Work item A »
Rewrite everything in the article about Amelia from "Amelia’s perfectly white" down to "be the same.", replacing "plaits" with "braids".
Work item B »
List every individual person named in the article about Amelia.

Text section »
◇ ◇ ◇ ◇ ◇

Amelia the Brave

Originally published in the Herald Sun, Friday 15 April 2022 
Words by Brigid O’Connell 
Images by Alex Coppel

Amelia is spreading awareness about childhood cancer, even as she faces her own leukaemia battle, and its down and up days, with a superhero smile.

It’s a simple happy snap in the daycare playground. A three-year-old looks straight into the camera lens, her eyes crinkled with excitement.

Amelia’s perfectly white toddler teeth peek out from a wide, full-cheeked smile. Her waist-length brown hair has been tamed into two neat plaits. Perched atop play equipment, it is the epitome of childhood live-in-the-moment happiness.

But for the Nesci family, the photograph is so much more. It captures a moment in time, after which nothing would ever be the same.

Following this photo (right), Amelia suffered a month-long health deterioration and merry-go-round of doctors visits. What started as a suspected lingering daycare cold, ended 25 days later with her being carried – passed out – into the emergency department of The Royal Children’s Hospital.

Image credit: Aver and Line Photography.

She was then diagnosed with acute lymphoblastic leukaemia.

But instead of being a heartbreaking photo of good times and what might have been for parents Nadia and Anthony, the image of their darling daughter and second youngest child has instead been transformed into a positive project – children’s book Amelia the Brave.

◇ ◇ ◇ ◇ ◇

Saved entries
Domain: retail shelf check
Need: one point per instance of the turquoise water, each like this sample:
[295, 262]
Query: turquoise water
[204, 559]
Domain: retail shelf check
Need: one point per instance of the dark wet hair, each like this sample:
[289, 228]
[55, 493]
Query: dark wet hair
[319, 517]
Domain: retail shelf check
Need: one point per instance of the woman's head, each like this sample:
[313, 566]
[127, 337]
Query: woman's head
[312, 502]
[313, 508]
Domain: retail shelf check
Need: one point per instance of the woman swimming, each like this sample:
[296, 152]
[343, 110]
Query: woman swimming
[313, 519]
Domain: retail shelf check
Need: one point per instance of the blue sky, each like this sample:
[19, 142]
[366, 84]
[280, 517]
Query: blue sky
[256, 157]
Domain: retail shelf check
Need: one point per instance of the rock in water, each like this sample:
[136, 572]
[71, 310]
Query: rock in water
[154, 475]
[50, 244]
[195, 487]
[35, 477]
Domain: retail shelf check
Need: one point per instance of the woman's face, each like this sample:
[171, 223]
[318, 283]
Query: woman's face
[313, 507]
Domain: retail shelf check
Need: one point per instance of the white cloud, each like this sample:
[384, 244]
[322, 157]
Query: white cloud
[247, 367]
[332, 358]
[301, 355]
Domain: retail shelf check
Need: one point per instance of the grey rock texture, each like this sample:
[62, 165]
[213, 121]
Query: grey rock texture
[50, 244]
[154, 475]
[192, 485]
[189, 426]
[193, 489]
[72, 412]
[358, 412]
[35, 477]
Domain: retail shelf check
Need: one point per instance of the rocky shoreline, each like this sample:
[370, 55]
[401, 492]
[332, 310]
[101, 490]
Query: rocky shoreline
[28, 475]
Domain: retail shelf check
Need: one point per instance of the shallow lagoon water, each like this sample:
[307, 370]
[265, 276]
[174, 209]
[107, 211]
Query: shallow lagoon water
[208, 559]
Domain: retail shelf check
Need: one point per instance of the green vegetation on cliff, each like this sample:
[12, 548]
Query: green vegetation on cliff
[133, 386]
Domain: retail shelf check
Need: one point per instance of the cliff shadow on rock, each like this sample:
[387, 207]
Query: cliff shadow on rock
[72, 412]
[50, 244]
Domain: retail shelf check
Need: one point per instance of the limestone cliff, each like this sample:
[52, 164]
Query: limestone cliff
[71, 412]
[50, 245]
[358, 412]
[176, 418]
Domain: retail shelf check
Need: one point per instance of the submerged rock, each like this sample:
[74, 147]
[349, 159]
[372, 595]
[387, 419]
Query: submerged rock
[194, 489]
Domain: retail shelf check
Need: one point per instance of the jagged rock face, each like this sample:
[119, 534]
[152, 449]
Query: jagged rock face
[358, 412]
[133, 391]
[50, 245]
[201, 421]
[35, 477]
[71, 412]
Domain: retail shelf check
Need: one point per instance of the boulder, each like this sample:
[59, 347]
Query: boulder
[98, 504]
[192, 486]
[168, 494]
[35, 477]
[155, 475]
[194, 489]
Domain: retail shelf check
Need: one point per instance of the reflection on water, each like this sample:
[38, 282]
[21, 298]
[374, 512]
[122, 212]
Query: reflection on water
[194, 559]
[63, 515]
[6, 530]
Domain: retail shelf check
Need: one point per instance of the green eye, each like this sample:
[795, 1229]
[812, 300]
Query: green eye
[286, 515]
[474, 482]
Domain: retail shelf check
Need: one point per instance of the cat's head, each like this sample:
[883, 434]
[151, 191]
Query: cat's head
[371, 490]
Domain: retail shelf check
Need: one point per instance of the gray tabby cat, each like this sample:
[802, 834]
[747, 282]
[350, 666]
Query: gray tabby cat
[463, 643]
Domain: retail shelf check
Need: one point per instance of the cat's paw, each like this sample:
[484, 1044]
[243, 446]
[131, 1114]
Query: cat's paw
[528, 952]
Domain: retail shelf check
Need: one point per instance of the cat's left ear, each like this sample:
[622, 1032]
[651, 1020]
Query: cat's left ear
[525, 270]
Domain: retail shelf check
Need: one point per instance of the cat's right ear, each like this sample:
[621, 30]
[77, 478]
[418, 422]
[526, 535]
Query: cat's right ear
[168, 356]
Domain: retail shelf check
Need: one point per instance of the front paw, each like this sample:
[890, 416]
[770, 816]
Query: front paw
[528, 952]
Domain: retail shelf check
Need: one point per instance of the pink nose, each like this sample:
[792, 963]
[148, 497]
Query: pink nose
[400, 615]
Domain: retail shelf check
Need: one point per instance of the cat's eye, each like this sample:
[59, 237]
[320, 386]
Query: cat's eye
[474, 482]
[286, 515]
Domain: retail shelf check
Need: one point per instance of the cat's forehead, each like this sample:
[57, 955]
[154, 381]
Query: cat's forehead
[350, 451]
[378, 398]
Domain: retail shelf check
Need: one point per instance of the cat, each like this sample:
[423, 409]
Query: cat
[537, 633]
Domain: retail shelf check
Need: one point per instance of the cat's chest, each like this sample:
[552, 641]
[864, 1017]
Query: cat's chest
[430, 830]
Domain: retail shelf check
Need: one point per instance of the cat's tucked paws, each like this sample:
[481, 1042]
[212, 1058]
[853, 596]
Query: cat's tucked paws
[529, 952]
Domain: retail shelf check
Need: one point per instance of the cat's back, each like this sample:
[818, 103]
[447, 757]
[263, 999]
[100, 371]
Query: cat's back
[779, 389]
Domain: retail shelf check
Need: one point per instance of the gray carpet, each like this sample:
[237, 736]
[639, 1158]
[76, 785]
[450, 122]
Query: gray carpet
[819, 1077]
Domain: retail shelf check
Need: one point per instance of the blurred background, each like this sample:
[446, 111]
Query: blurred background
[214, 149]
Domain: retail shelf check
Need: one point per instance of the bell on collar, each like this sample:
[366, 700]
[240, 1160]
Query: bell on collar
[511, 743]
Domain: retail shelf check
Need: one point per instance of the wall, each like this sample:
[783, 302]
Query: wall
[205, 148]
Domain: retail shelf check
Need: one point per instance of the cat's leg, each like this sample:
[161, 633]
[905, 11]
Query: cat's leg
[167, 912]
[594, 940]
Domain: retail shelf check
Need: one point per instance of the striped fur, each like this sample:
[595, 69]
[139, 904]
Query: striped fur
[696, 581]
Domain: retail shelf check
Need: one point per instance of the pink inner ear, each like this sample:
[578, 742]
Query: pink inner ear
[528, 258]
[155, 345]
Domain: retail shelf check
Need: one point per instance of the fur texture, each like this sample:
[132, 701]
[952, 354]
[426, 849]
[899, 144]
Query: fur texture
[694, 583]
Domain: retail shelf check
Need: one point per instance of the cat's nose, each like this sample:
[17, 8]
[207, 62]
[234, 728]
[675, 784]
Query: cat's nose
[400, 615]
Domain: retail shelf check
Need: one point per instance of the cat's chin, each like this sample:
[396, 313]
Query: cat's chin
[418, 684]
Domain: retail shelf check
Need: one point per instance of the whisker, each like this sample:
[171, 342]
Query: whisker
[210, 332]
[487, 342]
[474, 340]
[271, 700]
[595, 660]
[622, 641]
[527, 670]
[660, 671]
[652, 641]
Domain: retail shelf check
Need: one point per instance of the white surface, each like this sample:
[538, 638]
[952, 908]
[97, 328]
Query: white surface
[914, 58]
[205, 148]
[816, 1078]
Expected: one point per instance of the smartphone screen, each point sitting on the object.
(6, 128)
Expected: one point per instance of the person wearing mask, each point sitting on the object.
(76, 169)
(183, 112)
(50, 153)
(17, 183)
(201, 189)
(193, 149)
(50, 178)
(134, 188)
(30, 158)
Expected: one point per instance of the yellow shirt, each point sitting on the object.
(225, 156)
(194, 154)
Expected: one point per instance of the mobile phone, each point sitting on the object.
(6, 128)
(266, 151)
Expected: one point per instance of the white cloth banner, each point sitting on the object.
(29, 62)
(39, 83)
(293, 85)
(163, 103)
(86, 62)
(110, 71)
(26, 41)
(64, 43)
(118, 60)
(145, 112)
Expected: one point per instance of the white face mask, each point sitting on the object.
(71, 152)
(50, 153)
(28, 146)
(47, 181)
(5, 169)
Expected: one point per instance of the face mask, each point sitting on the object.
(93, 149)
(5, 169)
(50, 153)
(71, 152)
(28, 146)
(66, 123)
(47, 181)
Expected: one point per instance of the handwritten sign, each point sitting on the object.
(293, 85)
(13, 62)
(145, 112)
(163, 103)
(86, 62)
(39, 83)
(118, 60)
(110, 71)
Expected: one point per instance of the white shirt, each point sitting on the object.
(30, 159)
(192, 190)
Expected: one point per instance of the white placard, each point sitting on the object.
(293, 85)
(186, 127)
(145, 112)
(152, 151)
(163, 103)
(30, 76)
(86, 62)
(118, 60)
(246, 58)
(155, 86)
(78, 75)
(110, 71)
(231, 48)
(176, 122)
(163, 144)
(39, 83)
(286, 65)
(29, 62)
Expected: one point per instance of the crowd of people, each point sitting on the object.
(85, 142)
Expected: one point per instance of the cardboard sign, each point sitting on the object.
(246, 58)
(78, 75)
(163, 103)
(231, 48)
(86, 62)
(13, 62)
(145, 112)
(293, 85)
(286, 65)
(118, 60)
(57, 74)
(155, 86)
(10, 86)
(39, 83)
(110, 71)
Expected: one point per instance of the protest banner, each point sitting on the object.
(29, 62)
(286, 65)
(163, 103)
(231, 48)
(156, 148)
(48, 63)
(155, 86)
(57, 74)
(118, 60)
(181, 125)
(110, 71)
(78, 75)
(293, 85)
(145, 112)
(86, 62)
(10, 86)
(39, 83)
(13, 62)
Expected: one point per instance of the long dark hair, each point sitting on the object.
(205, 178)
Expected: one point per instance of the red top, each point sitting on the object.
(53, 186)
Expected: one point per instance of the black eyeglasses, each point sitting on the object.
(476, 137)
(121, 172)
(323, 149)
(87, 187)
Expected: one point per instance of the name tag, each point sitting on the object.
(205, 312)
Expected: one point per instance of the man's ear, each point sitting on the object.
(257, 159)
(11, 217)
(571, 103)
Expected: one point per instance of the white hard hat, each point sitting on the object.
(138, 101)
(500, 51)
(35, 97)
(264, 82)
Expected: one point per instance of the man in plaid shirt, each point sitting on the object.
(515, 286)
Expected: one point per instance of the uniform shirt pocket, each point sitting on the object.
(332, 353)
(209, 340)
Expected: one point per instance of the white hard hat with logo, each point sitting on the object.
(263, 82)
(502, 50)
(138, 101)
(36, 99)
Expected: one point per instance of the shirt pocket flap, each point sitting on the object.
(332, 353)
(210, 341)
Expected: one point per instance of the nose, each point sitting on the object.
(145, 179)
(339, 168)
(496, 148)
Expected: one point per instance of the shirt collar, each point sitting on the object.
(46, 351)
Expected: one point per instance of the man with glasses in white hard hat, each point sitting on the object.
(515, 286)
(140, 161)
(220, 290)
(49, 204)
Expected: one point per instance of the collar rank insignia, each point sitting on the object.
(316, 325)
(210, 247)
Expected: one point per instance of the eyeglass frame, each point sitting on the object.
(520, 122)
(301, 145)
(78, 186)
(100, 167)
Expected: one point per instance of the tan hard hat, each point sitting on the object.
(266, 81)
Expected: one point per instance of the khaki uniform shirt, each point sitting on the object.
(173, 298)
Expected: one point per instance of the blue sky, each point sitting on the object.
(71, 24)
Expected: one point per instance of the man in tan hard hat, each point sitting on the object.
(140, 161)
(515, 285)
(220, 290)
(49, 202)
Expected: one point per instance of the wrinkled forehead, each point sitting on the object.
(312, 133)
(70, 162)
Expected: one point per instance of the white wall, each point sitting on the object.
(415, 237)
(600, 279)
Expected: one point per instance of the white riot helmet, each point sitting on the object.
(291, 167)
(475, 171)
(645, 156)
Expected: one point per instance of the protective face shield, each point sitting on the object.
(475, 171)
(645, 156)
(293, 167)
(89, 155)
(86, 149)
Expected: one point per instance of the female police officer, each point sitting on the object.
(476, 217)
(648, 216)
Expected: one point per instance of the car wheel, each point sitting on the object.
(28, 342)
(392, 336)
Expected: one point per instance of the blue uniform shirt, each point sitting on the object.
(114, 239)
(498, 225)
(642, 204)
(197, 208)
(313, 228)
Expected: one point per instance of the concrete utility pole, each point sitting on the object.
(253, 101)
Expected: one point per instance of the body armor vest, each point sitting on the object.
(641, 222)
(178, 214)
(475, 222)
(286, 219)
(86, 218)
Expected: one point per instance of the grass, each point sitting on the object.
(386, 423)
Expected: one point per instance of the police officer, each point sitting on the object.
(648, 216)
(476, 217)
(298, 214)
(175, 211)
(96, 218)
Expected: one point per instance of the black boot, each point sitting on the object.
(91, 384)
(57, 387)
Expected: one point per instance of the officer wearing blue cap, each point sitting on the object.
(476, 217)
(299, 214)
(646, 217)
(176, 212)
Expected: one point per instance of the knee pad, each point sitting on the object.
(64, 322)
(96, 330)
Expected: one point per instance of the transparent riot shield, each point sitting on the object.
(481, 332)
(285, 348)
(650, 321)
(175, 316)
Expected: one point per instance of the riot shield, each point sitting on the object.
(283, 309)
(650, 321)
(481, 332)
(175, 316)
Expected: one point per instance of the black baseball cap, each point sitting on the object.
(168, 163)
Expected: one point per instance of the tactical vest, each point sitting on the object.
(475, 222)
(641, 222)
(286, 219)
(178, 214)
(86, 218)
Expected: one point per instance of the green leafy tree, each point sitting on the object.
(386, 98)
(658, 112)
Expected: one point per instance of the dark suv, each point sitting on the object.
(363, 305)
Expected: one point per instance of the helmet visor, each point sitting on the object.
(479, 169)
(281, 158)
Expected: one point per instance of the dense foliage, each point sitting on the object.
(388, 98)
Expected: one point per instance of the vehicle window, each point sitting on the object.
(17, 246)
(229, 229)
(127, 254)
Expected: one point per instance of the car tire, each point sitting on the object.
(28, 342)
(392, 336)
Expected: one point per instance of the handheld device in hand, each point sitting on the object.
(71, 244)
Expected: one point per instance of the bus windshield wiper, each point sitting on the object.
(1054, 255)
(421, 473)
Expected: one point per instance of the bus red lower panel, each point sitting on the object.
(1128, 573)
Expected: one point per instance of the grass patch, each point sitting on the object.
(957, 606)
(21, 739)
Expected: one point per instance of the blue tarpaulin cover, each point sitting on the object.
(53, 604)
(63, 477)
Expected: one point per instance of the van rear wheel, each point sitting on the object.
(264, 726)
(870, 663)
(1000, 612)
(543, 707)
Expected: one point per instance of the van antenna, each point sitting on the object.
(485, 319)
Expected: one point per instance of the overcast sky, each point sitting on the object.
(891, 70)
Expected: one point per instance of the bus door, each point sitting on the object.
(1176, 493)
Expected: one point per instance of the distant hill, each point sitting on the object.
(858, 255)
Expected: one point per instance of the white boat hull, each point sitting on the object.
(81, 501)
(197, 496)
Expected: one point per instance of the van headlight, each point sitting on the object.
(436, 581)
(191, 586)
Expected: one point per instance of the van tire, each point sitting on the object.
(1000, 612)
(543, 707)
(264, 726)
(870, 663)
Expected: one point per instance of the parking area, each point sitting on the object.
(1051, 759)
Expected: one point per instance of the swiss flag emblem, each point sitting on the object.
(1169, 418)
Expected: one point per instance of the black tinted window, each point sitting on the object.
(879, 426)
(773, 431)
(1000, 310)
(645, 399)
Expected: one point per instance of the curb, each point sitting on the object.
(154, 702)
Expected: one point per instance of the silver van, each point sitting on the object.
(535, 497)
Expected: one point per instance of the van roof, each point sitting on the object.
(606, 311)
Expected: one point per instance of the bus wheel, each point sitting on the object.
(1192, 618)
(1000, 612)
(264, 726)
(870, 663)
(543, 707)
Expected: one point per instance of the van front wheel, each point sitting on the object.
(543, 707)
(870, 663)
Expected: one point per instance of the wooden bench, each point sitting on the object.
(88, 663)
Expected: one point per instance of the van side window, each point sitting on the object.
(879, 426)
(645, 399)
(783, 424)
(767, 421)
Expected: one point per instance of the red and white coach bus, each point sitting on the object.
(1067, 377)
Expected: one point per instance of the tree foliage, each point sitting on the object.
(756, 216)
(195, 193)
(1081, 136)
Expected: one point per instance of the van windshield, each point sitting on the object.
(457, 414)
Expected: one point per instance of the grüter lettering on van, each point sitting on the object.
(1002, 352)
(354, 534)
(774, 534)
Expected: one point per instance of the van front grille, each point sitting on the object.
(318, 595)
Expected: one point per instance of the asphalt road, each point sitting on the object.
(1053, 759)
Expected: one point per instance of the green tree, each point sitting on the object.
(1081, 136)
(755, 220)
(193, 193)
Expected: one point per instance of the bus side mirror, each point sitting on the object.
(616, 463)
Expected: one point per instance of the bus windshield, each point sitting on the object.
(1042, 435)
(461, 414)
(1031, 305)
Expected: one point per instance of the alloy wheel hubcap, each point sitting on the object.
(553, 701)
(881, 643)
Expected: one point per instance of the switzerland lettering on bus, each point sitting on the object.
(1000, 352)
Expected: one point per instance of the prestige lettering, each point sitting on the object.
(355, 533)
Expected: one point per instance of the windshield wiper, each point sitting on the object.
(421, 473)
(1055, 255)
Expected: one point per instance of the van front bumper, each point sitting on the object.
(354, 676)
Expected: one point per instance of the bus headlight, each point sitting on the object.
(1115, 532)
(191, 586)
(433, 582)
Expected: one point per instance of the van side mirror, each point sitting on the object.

◇ ◇ ◇ ◇ ◇

Answer space A »
Amelia’s perfectly white toddler teeth peek out from a wide, full-cheeked smile. Her waist-length brown hair has been tamed into two neat braids. Perched atop play equipment, it is the epitome of childhood live-in-the-moment happiness.

But for the Nesci family, the photograph is so much more. It captures a moment in time, after which nothing would ever be the same.

Answer space B »
Amelia, Brigid O’Connell, Alex Coppel, Nadia, Anthony